* WHAT YOU NEED TO DO
• A. List every section heading in the Puppet and Foreman setup text.
• B. Extend the Puppet and Foreman setup text, starting right after its final sentence.

Both of these Puppet modules were created specifically to configure HAProxy and Apache for this post. Unlike published modules on Puppet Forge, these two modules are very simple, and don’t necessarily represent the best practices and patterns for authoring Puppet Forge modules.
Importing into Foreman
After installing the new modules onto the Foreman server, we need to import them into Foreman. This is accomplished from the ‘Puppet classes’ tab, using the ‘Import from theforeman.example.com’ button. Once imported, the module classes are available to assign to host machines.
Add Host to Foreman
Next, add the three new hosts to Foreman. If you have questions on how to add the nodes to Foreman, start Puppet’s Certificate Signing Request (CSR) process on the hosts, signing the certificates, or other first time tasks, refer to the previous post. That post explains this process in detail.
Configure the Hosts
Next, configure the HAProxy and Apache nodes with the necessary Puppet classes. In addition to the base module classes and configuration classes, I recommend adding git and ntp modules to each of the new nodes. These modules were explained in the previous post. Refer to the screen-grabs below for correct module classes to add, specific to HAProxy and Apache.
Agent Configuration and Testing the System
Once configurations are retrieved and applied by Puppet Agent on each node, we can test our reverse proxy load-balanced environment. To start, open a browser and load haproxy.paychex.com
. You should see one of the two pages below. Refresh the page a few times. You should observe HAProxy re-directing you to one Apache web server node, and then the other, using HAProxy’s round-robin algorithm. You can differentiate the Apache web servers by the hostname and ip address displayed on the web page.

* MATERIAL SHOWN
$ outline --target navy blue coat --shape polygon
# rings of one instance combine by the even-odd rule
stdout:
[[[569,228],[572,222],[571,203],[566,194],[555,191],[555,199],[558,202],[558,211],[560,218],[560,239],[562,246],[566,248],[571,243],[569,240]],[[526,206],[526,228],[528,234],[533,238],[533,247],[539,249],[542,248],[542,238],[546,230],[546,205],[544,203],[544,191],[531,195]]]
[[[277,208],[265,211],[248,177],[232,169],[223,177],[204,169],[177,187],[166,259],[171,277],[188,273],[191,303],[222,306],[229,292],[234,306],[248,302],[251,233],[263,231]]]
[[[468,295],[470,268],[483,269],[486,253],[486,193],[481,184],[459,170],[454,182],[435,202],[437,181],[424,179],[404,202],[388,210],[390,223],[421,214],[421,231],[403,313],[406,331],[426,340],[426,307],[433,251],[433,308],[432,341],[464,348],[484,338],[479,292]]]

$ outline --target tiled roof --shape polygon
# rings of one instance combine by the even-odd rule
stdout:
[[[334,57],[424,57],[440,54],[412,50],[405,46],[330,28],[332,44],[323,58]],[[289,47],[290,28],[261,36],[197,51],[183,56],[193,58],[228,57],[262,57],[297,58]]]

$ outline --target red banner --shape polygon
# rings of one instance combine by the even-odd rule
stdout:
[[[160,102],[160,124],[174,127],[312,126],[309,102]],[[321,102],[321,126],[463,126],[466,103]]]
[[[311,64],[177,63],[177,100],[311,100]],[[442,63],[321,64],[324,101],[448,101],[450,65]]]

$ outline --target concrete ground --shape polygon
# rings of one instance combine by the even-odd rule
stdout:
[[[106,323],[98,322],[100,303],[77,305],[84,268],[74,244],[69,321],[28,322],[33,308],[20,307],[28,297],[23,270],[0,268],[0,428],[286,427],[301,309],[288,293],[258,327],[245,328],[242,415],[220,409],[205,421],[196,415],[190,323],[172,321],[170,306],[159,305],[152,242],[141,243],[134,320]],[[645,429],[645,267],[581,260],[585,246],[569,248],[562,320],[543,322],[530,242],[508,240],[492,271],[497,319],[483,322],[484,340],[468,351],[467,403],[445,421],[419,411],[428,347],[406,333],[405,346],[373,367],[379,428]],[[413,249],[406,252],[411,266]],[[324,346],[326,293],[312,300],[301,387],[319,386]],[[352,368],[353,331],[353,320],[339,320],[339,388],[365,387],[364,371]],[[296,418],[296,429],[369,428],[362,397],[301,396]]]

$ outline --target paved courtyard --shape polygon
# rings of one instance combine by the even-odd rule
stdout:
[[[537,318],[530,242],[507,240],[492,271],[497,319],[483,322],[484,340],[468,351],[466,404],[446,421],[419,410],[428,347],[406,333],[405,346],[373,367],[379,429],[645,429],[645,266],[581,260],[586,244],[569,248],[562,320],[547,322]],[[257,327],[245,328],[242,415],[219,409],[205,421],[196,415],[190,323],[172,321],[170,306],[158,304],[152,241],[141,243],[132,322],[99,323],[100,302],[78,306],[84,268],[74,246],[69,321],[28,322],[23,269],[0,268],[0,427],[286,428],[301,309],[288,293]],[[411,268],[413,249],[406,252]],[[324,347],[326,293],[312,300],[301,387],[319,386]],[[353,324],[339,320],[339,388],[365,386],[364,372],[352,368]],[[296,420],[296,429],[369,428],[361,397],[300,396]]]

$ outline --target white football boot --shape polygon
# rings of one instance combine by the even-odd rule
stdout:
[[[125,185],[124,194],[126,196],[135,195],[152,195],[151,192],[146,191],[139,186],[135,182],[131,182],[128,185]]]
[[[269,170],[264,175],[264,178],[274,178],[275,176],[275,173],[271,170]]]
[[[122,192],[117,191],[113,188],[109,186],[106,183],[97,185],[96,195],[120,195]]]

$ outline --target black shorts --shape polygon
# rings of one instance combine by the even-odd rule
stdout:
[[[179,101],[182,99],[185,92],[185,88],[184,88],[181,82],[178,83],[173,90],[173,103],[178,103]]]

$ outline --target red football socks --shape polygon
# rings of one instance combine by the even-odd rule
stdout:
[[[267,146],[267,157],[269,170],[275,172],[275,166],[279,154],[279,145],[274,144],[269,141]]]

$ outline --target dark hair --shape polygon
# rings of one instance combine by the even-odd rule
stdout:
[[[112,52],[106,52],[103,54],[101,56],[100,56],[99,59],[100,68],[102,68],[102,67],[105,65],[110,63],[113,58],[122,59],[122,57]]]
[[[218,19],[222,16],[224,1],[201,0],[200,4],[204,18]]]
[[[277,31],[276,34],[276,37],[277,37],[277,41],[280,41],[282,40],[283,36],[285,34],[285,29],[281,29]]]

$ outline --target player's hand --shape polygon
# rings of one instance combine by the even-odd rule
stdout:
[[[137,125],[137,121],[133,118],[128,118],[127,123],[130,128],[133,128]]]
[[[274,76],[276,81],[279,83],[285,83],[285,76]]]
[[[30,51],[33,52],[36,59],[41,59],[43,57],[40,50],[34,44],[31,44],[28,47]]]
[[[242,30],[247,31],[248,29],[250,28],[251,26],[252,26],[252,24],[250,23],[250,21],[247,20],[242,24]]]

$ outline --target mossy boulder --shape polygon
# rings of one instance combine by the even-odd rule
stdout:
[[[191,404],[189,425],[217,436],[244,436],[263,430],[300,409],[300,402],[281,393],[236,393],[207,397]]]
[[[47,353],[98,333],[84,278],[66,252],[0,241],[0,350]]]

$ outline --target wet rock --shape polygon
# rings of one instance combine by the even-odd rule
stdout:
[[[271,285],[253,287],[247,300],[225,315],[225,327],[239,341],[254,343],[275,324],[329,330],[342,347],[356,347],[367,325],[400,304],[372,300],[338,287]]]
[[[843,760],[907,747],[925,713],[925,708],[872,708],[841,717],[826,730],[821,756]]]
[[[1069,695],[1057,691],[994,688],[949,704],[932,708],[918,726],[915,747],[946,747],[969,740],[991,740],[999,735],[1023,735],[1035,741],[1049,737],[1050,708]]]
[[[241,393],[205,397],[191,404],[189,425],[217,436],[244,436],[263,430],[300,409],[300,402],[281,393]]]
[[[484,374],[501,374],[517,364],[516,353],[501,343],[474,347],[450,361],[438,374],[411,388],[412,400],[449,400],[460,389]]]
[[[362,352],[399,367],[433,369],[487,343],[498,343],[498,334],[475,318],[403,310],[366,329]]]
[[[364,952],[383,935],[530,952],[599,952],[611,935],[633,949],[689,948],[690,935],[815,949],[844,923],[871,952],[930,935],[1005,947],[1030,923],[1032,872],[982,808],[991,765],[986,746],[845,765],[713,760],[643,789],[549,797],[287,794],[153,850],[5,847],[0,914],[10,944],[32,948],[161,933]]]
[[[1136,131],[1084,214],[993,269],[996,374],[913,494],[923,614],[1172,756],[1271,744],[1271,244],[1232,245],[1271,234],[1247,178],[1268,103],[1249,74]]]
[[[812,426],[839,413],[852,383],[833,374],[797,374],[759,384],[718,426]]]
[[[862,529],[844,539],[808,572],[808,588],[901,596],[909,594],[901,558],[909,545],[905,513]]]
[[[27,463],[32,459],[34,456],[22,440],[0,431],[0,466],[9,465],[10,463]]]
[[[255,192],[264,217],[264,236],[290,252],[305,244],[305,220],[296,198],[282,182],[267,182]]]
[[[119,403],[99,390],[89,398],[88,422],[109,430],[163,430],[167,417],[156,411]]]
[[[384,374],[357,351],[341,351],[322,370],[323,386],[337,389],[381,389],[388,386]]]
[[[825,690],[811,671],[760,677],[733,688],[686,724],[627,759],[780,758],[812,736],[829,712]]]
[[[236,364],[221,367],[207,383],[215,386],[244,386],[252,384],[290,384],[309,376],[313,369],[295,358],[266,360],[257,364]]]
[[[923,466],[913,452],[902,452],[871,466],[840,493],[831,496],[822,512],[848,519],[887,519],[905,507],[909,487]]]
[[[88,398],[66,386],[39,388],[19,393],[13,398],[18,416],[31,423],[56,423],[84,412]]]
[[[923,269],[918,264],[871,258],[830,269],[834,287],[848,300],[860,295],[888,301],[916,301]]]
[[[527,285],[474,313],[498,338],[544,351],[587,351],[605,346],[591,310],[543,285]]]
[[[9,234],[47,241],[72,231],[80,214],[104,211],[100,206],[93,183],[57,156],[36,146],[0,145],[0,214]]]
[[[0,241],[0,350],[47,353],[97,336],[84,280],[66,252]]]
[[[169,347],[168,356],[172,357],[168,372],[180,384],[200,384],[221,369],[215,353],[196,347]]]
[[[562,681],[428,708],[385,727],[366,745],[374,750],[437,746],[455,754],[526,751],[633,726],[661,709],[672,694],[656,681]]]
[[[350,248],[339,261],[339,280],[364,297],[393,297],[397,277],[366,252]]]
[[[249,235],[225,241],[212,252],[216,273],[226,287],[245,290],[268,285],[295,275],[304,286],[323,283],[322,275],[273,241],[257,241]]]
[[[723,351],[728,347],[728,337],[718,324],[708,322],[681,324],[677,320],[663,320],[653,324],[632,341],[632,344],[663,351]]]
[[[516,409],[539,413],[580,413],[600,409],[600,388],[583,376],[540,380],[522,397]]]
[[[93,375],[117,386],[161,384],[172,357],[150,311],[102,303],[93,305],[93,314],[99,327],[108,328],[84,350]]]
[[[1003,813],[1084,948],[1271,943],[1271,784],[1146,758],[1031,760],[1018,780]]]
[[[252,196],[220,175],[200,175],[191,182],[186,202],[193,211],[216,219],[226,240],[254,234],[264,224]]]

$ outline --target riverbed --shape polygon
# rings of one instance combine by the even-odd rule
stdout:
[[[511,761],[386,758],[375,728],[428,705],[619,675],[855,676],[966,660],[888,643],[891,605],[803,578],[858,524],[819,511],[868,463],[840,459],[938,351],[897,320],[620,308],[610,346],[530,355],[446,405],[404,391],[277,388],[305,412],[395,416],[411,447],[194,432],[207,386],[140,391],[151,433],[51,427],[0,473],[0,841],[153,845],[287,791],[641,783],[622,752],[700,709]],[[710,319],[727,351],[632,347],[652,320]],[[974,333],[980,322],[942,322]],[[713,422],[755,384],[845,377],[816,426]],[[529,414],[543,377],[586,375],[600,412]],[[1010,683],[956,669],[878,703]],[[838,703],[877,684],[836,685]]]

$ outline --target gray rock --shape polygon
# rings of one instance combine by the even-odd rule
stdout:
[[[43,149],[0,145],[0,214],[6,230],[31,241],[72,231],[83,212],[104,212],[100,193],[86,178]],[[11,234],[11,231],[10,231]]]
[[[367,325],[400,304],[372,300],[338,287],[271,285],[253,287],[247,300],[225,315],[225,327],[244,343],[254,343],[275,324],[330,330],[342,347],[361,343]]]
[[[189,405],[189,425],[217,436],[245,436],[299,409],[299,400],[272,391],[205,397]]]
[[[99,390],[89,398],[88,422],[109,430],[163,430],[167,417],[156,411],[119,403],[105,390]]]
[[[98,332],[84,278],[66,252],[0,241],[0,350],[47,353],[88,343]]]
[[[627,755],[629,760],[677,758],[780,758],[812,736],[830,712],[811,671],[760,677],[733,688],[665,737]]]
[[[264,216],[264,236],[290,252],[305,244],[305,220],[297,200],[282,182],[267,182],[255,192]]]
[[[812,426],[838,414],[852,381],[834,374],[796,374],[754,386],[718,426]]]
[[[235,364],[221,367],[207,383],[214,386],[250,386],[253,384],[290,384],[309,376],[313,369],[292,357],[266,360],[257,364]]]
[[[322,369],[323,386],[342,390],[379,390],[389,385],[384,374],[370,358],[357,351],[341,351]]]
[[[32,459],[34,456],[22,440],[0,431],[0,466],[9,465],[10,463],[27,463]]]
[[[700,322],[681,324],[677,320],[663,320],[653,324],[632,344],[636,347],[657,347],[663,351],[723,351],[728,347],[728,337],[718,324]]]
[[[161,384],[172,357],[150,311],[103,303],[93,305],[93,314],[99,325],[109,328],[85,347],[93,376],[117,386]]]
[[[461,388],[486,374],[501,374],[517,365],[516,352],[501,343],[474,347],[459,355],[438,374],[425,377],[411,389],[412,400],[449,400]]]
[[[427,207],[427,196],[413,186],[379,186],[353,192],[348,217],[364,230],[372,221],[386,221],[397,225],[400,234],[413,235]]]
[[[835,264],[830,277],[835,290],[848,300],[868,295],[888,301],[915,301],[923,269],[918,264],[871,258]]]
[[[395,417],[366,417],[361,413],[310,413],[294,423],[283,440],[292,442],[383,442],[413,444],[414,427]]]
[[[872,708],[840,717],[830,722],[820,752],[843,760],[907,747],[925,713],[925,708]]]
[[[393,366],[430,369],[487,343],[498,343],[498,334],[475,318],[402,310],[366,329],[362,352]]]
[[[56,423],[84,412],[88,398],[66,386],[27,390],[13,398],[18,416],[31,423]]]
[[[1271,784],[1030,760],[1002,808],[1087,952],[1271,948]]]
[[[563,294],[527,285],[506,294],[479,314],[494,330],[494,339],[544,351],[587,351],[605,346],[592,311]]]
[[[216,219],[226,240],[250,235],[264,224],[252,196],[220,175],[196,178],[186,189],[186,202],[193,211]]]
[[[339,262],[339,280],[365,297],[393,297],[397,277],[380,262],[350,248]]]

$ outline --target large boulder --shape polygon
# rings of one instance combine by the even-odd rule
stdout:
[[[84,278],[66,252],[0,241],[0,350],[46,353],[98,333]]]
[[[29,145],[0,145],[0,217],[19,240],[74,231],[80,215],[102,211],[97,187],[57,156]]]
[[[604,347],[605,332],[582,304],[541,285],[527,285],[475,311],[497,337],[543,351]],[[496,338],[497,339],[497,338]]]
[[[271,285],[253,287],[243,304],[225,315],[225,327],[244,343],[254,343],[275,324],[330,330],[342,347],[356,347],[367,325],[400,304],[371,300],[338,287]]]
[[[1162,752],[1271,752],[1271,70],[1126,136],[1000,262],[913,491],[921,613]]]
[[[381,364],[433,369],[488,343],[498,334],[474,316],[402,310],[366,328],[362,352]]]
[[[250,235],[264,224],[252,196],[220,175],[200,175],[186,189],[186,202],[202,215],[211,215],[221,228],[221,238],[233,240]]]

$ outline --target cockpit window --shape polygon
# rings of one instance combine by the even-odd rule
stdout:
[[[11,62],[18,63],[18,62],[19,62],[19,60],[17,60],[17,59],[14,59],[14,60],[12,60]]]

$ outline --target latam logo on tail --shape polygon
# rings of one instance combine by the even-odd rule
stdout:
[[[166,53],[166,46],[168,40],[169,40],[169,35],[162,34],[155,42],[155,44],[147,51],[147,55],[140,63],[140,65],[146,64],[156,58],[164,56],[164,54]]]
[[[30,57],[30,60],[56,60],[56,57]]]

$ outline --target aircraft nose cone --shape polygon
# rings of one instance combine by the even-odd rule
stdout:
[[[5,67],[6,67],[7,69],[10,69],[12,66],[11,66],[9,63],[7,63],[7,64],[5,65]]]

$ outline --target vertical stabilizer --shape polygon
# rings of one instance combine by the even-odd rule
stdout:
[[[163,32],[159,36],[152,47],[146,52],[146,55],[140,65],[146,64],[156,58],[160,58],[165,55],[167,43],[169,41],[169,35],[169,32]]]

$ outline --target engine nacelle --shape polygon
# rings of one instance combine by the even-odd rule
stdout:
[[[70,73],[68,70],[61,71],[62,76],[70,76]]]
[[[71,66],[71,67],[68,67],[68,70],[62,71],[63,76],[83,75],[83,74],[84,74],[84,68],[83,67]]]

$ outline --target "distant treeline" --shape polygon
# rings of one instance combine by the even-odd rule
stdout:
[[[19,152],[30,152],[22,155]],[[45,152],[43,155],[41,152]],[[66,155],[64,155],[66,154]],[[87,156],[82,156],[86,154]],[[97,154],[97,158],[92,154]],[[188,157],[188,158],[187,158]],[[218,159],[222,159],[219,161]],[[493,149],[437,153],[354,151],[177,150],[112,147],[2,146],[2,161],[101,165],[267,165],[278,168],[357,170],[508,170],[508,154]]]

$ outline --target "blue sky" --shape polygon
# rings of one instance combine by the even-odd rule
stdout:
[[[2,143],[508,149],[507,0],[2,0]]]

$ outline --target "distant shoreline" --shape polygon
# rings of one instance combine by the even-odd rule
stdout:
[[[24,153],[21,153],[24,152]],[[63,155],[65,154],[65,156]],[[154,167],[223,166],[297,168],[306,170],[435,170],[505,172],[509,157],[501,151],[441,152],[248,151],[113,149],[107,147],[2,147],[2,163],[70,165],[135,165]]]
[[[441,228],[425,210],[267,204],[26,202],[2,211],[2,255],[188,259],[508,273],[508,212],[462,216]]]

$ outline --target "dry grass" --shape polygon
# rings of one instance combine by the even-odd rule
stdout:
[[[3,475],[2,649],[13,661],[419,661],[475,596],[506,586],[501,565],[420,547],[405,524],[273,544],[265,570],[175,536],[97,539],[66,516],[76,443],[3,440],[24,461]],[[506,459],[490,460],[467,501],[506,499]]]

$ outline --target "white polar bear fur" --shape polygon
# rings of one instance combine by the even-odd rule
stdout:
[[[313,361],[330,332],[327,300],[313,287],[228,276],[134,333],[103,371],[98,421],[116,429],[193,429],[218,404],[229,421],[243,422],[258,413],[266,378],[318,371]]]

* WRITTEN ANSWERS
• A.
Importing into Foreman
Add Host to Foreman
Configure the Hosts
Agent Configuration and Testing the System

• B.
After hitting HAProxy’s URL several times successfully, view HAProxy’s built-in Statistics Report page at http://haproxy.example.com/haproxy?stats
. Note below, each of the two Apache node has been hit 44 times each from HAProxy. This demonstrates the effectiveness of the reverse proxy and load-balancing features of HAProxy.
Accessing Apache Directly
If you are testing HAProxy from the same machine on which you created the virtual machines (VirtualBox host), you will likely be able to directly access either of the Apache web servers (ei. node02.example.com
). The VirtualBox host file contains the ip addresses and hostnames of all three hosts. This DNS configuration was done automatically by the vagrant-hostmanager plugin. However, in an actual Production environment, only the HAProxy server’s hostname and ip address would be publicly accessible to a user. The two Apache nodes would sit behind a firewall, accessible only by the HAProxy server. HAProxy acts as a façade to public side of the network.
Testing Apache Host Failure
The main reason you would likely use a load-balancer is high-availability. With HAProxy acting as a load-balancer, we should be able to impair one of the two Apache nodes, without noticeable disruption. HAProxy will continue to serve content from the remaining Apache web server node.
Log into node01.example.com
, using the following command, vagrant ssh node01.example.com
. To simulate an impairment on ‘node01’, run the following command to stop Apache, sudo service httpd stop
. Now, refresh the haproxy.example.com
URL in your web browser. You should notice HAProxy is now redirecting all traffic to node02.example.com
.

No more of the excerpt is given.